**** EXTRAIT CHOISI ****

Bien que les politiques en Belgique visent de plus en plus à prolonger les carrières, un travailleur sur dix dans notre pays déclare avoir déjà subi des préjugés liés à son âge. Et ce problème semble être bien plus important chez les cadres. Près de la moitié d’entre eux (45 %) affirment avoir été victimes de discrimination fondée sur l’âge, selon une étude réalisée par le cabinet de recrutement PageGroup. L’âge constitue même la forme de discrimination la plus courante chez les cadres. Elle devance même celle basée sur l’origine (29 %) ou sur le sexe (28 %).

« C’est inquiétant pour notre économie », prévient Lorraine le Pomellec de Page Executive, spécialisée dans le recrutement de cadres. « Pour 100 retraités, il n’y a que 80 nouveaux employés. Ignorer le talent et l’expérience des travailleurs plus âgés pourrait constituer une menace sérieuse pour la croissance économique en Belgique. Les entreprises qui permettent aux différentes générations de travailler ensemble, en douceur, renforcent à la fois leur capacité d’innovation et leur compétitivité. »

**** DONNÉES FOURNIES ****

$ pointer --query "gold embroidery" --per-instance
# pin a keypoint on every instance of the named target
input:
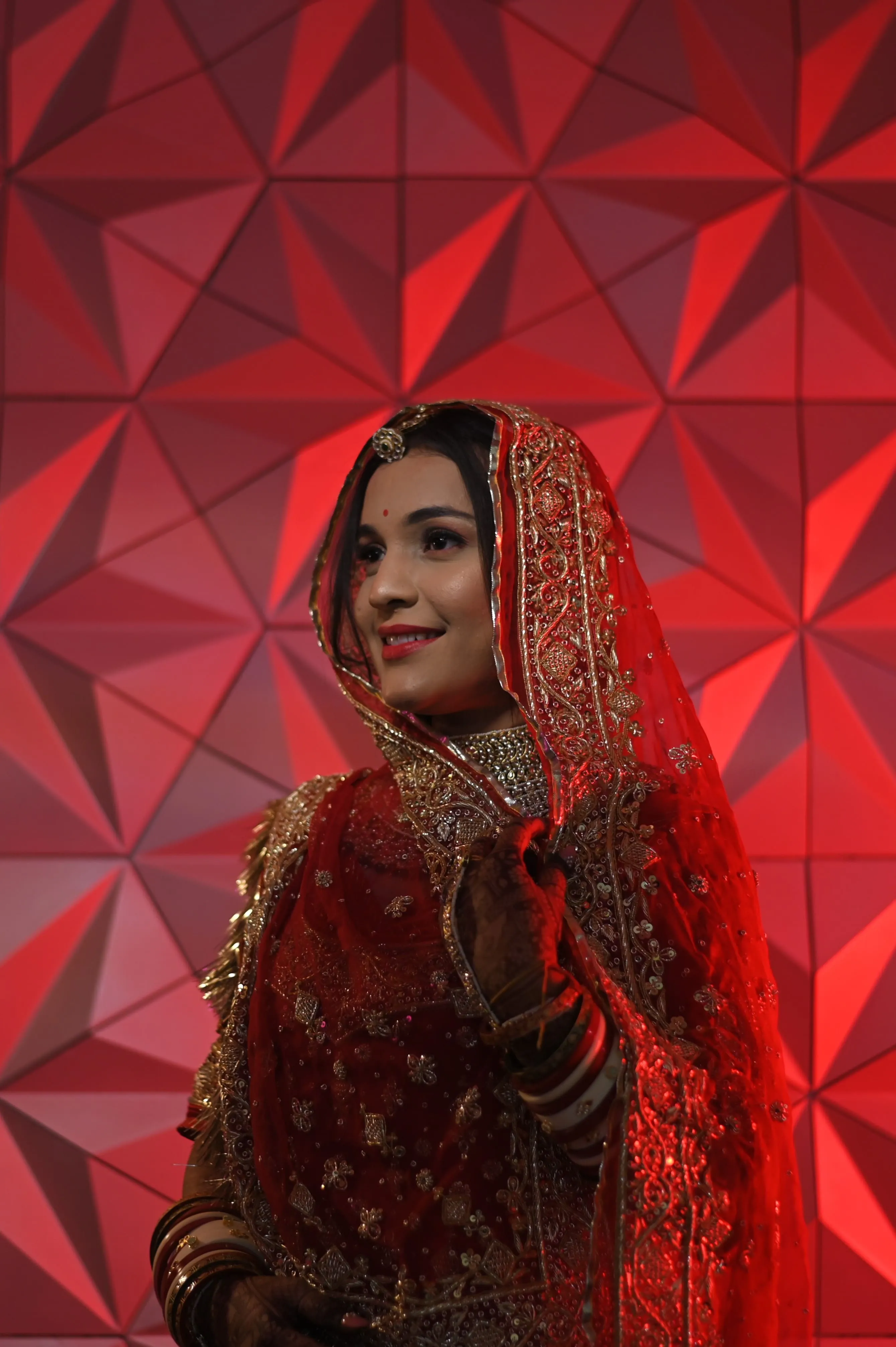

****

CONSIGNES
1. Selon l'extrait, quelle part des cadres affirment avoir été victimes de discrimination fondée sur l'âge ?
2. Recopiez l'extrait depuis « Bien que les » jusqu'à « sexe (28 %). » inclus, en remplaçant « préjugés » par « stéréotypes ».
Répondez uniquement à partir de l'extrait.

RÉPONSES COMPLÈTES
1. Près de la moitié d'entre eux, soit 45 %.

2.
Bien que les politiques en Belgique visent de plus en plus à prolonger les carrières, un travailleur sur dix dans notre pays déclare avoir déjà subi des stéréotypes liés à son âge. Et ce problème semble être bien plus important chez les cadres. Près de la moitié d’entre eux (45 %) affirment avoir été victimes de discrimination fondée sur l’âge, selon une étude réalisée par le cabinet de recrutement PageGroup. L’âge constitue même la forme de discrimination la plus courante chez les cadres. Elle devance même celle basée sur l’origine (29 %) ou sur le sexe (28 %).